**WHAT TO WORK ON**:
Copy, from the data below, every line that has "tuft" in it.

**DATA LISTING**:
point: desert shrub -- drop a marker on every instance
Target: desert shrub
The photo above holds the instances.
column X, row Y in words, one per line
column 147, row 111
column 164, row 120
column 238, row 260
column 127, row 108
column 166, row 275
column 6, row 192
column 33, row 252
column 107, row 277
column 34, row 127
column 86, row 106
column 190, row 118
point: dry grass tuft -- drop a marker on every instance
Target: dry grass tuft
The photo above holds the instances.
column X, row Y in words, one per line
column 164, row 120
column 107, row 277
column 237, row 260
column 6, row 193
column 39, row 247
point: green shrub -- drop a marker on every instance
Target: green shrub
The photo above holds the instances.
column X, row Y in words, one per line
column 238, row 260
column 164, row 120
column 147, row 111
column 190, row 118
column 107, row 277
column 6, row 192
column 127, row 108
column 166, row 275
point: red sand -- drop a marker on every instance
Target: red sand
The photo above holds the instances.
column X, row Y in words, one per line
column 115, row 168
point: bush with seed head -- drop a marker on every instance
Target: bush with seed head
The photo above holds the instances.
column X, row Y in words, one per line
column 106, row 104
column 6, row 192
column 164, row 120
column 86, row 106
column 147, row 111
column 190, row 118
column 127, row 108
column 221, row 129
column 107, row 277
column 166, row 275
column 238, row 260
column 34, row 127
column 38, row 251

**OUTPUT OF THE TASK**:
point: dry grass tuft -- drop a marker on every instance
Target: dry grass tuft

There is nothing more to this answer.